**WRITTEN REQUEST 1:** For each statement (a), (b), (c), answer yes or no to whether it agrees with the running and cycling blog extract below, and quote the deciding words of the extract. (a) The large snake on the final trail had a rattle. (b) The writer has ridden a road bike since 2003. (c) The writer got into cycling for triathlon.

>> Begin EXTRACT PROVIDED

At the end of the run, I was alone and enjoying the solace, having sought out the hillier, more exposed trails. Movement flickered to my right. I scoured the dry grassy field. Suddenly, I spotted a large animal, gracefully loping through the grass, his fur perfectly matching the tawny stalks. He looked half-dog/half-fox with a bushy tail, thin, muscular body, and large red ears. He was a very healthy, gorgeous coyote. I felt honored to be able to have spotted this shy fellow on such a busy day in the park.

On the final trail next to the parking lot, I saw a couple up ahead, pointing frantically to something that looked like a log on the trail. I realized it was a huge snake, 4-5 feet long. I stopped and approached cautiously before realizing it didn't have a rattle. He was thick and had dark chocolate criss crosses on his back, overlying a lighter tan/yellow color beneath, which matched his belly. Tiny specks of sepia brown flecked his sides as if they had been splashed on with clay. He was beautiful. He didn't like me studying him for he quickly slid off into the grass with impressive acceleration.

Sunday, August 27, 2017

My First Real Fall





I've been riding a road bike since 2003. The only time I've ever fallen was in the very beginning, when learning how to use clipless pedals. Those falls happened embarrassingly at stop lights, invariably with lots of people watching. After 3 or times of falling, I learned how to use clipless pedals with nothing but a bruised ego. I kept pedaling.

I'm not a super fast or strong cyclist. I admit--I got into cycling for triathlon. But I enjoy exploring the  countryside, and I love the workout. Whether it's a tri, road, or mountain bike, I love spinning my legs on days they need to rest from the run. Lately, I've felt ready to start challenging myself with some more hills. I'd heard about the hills in the area and decided to tackle Old La Honda Rd.

>> End EXTRACT PROVIDED
>> Begin SUPPLIED MATERIAL

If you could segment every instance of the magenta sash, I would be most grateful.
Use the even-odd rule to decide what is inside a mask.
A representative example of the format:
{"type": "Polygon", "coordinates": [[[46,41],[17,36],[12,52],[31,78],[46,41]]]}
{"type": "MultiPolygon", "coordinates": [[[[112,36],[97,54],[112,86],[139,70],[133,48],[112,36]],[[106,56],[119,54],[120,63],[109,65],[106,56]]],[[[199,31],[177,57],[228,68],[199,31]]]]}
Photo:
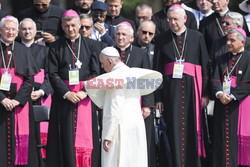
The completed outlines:
{"type": "MultiPolygon", "coordinates": [[[[231,87],[237,86],[236,77],[231,77],[231,87]]],[[[238,165],[250,165],[250,95],[240,101],[238,115],[238,165]]]]}
{"type": "MultiPolygon", "coordinates": [[[[165,64],[165,75],[172,75],[175,62],[165,64]]],[[[196,105],[196,132],[198,137],[198,156],[206,157],[201,117],[201,97],[202,97],[202,68],[200,65],[184,62],[183,73],[194,77],[195,84],[195,105],[196,105]]]]}
{"type": "MultiPolygon", "coordinates": [[[[66,85],[73,92],[81,91],[83,81],[78,85],[66,85]]],[[[75,134],[76,167],[91,167],[91,153],[93,149],[92,137],[92,107],[90,98],[85,98],[78,103],[77,127],[75,134]]]]}
{"type": "MultiPolygon", "coordinates": [[[[40,69],[40,72],[34,76],[34,81],[42,84],[44,82],[44,78],[45,78],[45,71],[44,71],[44,69],[40,69]]],[[[49,94],[49,96],[47,98],[43,98],[43,97],[41,98],[41,105],[42,106],[47,106],[50,108],[51,102],[52,102],[51,94],[49,94]]],[[[48,128],[49,128],[48,122],[40,122],[41,145],[45,145],[45,146],[47,145],[48,128]]],[[[46,149],[42,148],[41,153],[42,153],[43,159],[45,159],[46,158],[46,149]]]]}
{"type": "MultiPolygon", "coordinates": [[[[23,77],[17,76],[15,73],[16,70],[12,68],[11,83],[17,85],[18,92],[23,83],[23,77]]],[[[3,74],[3,69],[1,69],[1,74],[3,74]]],[[[27,165],[29,152],[29,102],[24,107],[17,106],[15,108],[15,140],[15,165],[27,165]]]]}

>> End SUPPLIED MATERIAL

**WRITTEN REQUEST 2:** Pick out every row above that contains the string "even", and copy each one in full. Case counts.

**WRITTEN ANSWER 1:**
(a) No: "realizing it didn't have a rattle"
(b) Yes: "I've been riding a road bike since 2003."
(c) Yes: "I got into cycling for triathlon."

**WRITTEN ANSWER 2:**
Use the even-odd rule to decide what is inside a mask.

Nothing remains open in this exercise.